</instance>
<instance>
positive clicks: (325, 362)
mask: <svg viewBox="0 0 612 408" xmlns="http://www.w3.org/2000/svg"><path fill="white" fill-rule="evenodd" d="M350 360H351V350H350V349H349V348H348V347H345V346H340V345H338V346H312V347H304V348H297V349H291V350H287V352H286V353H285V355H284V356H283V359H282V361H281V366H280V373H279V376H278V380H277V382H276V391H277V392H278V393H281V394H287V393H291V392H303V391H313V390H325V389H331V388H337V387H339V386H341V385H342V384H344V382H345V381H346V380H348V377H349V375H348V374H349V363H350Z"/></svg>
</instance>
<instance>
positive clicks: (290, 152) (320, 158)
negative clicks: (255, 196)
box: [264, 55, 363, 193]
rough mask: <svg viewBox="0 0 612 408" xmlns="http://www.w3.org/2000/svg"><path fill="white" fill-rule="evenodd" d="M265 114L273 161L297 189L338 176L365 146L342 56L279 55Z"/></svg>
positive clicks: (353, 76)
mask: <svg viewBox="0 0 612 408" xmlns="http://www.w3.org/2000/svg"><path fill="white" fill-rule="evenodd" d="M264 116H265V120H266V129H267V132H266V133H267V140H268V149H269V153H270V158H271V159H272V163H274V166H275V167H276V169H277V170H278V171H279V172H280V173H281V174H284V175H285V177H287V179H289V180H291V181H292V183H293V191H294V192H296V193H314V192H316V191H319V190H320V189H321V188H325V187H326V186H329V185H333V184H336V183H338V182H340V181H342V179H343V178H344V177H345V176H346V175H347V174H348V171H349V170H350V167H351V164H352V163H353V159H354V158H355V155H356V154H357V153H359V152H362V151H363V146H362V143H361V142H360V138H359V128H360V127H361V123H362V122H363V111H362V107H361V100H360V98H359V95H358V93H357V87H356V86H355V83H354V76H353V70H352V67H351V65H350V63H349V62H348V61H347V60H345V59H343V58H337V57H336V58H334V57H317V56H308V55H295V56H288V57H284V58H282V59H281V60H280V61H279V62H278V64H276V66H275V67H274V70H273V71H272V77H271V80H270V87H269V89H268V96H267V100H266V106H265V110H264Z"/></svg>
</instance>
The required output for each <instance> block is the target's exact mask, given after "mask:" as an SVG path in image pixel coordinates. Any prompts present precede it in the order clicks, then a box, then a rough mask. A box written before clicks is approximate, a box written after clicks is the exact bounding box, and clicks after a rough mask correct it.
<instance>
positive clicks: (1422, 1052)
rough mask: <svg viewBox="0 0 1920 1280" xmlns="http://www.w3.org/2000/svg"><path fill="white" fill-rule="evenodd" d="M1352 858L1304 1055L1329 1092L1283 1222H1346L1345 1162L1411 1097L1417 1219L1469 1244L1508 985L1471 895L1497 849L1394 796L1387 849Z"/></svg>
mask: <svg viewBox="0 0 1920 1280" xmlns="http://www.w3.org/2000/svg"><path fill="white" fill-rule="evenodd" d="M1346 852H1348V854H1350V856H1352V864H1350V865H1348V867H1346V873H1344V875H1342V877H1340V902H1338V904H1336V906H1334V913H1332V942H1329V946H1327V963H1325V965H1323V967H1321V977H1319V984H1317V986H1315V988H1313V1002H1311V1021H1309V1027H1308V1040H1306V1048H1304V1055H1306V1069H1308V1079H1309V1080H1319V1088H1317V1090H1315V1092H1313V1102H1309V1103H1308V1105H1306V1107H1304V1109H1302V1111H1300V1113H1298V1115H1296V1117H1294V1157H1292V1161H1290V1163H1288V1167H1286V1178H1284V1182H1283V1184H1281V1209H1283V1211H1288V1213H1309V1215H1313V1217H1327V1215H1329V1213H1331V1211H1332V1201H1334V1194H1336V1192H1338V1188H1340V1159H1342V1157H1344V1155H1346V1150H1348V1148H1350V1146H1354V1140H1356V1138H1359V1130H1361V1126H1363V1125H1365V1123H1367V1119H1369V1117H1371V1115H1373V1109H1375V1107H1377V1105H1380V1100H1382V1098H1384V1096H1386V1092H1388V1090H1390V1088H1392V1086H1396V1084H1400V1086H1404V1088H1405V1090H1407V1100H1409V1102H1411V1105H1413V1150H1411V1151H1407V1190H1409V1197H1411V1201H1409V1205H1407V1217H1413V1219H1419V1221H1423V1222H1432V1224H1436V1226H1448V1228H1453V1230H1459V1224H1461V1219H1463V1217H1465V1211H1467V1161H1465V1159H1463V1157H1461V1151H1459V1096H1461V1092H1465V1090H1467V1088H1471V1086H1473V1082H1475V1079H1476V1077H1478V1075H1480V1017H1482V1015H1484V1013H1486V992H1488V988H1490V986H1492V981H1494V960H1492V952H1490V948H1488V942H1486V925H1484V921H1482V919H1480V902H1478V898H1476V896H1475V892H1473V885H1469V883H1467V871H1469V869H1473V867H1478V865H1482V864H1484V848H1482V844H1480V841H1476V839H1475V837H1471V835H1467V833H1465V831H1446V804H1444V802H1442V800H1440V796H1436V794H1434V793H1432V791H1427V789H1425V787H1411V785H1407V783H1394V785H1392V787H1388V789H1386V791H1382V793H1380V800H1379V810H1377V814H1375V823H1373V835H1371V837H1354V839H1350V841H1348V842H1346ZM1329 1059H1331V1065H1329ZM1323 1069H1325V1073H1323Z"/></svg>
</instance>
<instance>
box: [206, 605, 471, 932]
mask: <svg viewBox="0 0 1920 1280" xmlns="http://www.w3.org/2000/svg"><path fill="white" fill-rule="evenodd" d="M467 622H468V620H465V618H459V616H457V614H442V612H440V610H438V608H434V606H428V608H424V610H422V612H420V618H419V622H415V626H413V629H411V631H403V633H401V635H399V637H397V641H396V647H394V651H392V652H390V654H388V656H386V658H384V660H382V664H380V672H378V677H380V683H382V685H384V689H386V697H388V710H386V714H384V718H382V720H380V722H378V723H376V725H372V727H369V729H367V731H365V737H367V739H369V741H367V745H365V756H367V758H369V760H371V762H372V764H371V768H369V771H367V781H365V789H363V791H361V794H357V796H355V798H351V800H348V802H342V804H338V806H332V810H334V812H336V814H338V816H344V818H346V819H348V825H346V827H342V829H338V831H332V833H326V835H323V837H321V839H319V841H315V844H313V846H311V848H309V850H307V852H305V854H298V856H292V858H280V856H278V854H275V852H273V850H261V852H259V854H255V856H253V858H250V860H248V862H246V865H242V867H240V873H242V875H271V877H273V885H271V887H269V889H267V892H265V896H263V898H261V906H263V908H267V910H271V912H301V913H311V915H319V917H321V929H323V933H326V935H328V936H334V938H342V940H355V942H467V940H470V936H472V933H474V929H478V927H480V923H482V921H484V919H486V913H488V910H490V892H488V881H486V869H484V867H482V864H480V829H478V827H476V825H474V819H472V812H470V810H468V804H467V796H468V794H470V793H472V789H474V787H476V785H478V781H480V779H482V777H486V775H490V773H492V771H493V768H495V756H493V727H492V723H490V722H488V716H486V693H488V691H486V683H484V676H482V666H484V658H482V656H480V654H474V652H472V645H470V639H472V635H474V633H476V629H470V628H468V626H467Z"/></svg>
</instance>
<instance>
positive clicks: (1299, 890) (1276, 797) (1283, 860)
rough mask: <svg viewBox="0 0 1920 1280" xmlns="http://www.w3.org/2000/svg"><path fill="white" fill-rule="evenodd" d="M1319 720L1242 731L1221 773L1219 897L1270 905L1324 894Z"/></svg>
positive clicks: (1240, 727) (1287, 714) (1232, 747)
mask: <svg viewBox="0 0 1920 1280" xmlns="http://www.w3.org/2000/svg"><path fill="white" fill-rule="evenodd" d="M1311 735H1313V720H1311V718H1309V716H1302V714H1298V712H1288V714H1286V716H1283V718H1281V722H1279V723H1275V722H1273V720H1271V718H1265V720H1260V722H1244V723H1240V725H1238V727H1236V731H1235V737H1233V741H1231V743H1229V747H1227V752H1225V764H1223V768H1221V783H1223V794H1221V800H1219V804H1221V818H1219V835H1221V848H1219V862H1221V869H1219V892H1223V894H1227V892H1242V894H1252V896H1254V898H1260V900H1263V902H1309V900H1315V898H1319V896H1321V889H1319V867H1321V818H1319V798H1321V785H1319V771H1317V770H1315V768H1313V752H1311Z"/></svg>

» **Task prompt**
I'd like an exact copy of the lines above, from the very first one through the line that contains "114L273 161L297 189L338", with nothing else added.

» **Result**
</instance>
<instance>
positive clicks: (325, 362)
mask: <svg viewBox="0 0 612 408" xmlns="http://www.w3.org/2000/svg"><path fill="white" fill-rule="evenodd" d="M350 360H351V350H350V349H349V348H348V347H345V346H340V345H338V346H312V347H304V348H297V349H291V350H287V352H286V353H285V355H284V356H283V359H282V361H281V366H280V373H279V376H278V380H277V382H276V391H277V392H278V393H281V394H287V393H291V392H303V391H313V390H325V389H331V388H337V387H339V386H341V385H342V384H344V382H345V381H346V380H348V377H349V375H348V374H349V363H350Z"/></svg>
</instance>
<instance>
positive clicks: (290, 152) (320, 158)
negative clicks: (255, 196)
box: [264, 55, 363, 193]
rough mask: <svg viewBox="0 0 612 408" xmlns="http://www.w3.org/2000/svg"><path fill="white" fill-rule="evenodd" d="M265 114L273 161L297 189L338 176L365 146L342 56L279 55Z"/></svg>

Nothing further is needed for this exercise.